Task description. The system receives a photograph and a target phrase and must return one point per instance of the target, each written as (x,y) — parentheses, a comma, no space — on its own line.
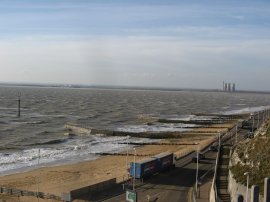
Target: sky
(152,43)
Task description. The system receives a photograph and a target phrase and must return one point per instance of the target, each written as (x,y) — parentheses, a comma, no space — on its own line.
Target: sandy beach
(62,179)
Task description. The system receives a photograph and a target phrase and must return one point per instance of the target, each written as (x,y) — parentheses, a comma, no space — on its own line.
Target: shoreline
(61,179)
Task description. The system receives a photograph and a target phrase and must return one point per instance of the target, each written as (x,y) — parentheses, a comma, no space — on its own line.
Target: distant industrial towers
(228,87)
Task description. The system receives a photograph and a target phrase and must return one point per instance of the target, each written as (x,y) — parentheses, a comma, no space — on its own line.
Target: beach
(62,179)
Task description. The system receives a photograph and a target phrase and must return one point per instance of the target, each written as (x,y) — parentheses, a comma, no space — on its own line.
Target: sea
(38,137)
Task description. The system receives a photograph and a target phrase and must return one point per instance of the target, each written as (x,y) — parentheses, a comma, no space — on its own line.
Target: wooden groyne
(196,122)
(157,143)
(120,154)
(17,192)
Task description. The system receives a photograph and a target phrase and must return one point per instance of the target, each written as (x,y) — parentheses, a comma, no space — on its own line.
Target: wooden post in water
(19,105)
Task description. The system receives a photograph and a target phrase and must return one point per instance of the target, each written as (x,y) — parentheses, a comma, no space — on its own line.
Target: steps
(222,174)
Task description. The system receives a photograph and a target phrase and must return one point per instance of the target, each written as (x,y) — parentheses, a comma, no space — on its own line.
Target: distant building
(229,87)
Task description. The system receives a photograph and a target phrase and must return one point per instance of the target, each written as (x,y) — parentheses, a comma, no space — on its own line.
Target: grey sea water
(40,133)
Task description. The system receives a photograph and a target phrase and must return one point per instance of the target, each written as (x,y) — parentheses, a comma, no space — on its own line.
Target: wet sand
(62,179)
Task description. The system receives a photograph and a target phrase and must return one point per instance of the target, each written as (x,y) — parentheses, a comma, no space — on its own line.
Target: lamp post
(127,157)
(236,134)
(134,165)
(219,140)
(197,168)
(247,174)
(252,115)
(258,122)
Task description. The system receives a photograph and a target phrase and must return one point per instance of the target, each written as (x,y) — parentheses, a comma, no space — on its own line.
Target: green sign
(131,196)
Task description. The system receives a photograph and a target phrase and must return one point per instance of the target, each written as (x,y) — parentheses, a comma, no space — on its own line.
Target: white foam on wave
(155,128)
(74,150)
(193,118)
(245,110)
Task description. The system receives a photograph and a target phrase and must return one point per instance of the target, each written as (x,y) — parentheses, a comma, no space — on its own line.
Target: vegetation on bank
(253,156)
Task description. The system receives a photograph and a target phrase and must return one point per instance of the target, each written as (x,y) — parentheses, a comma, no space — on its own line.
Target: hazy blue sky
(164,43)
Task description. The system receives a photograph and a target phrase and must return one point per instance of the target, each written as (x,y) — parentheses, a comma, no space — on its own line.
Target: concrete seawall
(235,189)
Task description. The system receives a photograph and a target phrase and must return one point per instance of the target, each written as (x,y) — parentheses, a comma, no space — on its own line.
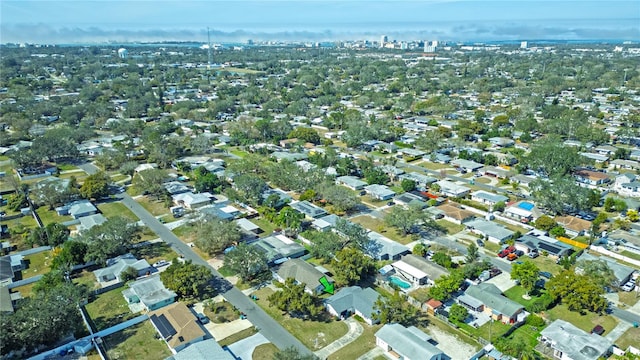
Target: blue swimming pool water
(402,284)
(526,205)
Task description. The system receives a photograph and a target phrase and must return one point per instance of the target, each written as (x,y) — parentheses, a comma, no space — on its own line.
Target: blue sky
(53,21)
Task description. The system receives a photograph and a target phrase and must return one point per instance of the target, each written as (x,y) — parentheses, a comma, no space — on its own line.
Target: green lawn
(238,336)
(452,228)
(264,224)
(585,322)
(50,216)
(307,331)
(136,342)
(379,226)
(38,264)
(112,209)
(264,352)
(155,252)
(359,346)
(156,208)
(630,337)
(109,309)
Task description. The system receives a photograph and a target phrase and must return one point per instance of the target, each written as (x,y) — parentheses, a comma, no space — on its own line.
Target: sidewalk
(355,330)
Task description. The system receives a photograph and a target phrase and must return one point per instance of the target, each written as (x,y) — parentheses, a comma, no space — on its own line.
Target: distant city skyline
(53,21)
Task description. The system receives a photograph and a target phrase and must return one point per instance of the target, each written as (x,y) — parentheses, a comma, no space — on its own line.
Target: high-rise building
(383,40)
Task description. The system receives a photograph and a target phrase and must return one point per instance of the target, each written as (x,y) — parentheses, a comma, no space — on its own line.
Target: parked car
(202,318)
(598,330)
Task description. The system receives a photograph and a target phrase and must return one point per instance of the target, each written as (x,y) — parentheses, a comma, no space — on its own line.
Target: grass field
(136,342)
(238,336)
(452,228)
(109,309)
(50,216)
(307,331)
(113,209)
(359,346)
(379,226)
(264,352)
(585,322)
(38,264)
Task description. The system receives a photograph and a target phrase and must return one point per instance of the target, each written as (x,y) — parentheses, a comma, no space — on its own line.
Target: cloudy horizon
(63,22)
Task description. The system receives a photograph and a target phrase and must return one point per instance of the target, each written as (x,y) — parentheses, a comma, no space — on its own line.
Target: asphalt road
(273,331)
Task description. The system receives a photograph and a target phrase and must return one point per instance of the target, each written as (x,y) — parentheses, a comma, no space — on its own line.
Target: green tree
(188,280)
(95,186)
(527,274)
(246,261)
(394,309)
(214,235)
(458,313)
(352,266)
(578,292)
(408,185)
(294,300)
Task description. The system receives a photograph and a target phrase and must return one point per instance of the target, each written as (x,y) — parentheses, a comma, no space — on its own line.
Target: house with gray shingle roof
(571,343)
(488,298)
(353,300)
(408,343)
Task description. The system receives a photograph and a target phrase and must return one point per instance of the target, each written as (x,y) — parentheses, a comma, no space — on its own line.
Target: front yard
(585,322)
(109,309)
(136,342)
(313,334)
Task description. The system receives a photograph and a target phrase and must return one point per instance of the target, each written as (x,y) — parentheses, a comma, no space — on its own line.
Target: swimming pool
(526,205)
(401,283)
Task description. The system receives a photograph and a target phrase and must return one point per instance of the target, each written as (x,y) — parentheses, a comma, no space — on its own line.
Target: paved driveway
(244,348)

★ ★ ★ ★ ★ ★ ★

Tally the lines in the items above that contain the word "wooden" and give only that number.

2